◆ What this task involves
Can you output every line of the records below as a JSON list of strings, with one string per line, blank lines skipped and the pictures left out?

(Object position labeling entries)
######

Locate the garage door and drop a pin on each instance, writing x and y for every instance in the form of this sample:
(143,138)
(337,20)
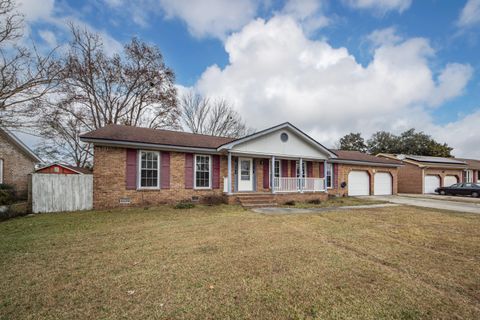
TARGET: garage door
(358,183)
(431,183)
(382,184)
(449,180)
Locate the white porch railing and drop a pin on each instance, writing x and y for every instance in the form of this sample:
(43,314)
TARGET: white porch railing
(298,184)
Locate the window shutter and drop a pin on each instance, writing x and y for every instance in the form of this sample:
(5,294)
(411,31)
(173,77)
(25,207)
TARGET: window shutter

######

◆ Finished answer
[
  "Locate the garage door and drop a pin on each instance, writing x and y for every instance in the form of this sample:",
  "(143,138)",
  "(337,20)",
  "TARGET: garage door",
  "(358,183)",
  "(431,183)",
  "(382,184)",
  "(449,180)",
  "Locate the white porch railing and drop a pin on each instance, writing x and y for every instance in the form of this sample:",
  "(43,314)",
  "TARGET: white porch railing",
  "(298,184)",
  "Locate the window shutter and drop a pin on each instance, writing x and y for every instance in the form of this sample:",
  "(5,294)",
  "(411,31)",
  "(173,77)",
  "(25,207)",
  "TARGET: window shutter"
]